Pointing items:
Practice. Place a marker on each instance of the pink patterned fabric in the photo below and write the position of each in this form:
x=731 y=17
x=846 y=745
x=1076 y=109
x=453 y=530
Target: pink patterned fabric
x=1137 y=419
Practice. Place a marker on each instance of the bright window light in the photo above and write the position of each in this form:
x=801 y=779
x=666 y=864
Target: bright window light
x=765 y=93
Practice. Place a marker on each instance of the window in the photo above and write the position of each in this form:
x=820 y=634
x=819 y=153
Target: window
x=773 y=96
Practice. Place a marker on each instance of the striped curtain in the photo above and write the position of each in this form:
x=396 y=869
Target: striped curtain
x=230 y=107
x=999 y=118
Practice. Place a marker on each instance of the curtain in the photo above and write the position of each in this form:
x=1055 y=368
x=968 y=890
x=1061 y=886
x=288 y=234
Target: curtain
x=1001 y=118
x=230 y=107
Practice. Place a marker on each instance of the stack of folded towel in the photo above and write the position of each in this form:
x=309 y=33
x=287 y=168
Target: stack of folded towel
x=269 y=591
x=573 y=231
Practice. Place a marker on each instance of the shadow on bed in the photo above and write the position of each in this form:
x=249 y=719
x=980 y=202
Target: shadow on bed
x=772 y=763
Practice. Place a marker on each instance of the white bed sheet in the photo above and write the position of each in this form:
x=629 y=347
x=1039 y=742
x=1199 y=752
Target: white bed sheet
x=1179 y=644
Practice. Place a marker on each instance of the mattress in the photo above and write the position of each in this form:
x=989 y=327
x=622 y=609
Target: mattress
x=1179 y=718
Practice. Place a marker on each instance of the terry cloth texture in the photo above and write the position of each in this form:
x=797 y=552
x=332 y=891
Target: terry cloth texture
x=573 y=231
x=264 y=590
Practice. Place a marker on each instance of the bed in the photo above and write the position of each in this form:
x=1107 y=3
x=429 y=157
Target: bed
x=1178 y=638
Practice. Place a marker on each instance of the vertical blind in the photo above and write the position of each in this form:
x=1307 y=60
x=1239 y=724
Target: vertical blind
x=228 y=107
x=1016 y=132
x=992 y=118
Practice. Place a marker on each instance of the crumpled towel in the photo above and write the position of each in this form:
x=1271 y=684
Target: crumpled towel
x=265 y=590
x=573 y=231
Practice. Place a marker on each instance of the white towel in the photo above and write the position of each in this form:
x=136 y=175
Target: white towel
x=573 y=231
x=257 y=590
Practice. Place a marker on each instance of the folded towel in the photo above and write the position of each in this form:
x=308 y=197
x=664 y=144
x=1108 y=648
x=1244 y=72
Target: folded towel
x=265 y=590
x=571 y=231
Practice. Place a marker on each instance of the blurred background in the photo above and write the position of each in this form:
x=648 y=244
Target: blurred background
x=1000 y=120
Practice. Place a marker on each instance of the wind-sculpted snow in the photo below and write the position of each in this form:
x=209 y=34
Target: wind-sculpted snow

- What is asked
Rewrite everything from the line containing "Practice. Place a marker on each instance of the bed" down to the line containing "x=992 y=118", requests included, and multiply each answer coordinate by 1.75, rounding to whole numbers with halves going up. Leave the numbers in the requests and their format samples unchanged.

- Result for this exercise
Practice. Place a marker on each instance of the bed in the photo above and write the position of each in this form:
x=1107 y=3
x=429 y=157
Target: bed
x=2062 y=1117
Practice. Place a marker on each instance of the vertical blind in the photo above and write the position of each in this form:
x=1307 y=60
x=1239 y=724
Target: vertical blind
x=399 y=187
x=1778 y=231
x=1736 y=207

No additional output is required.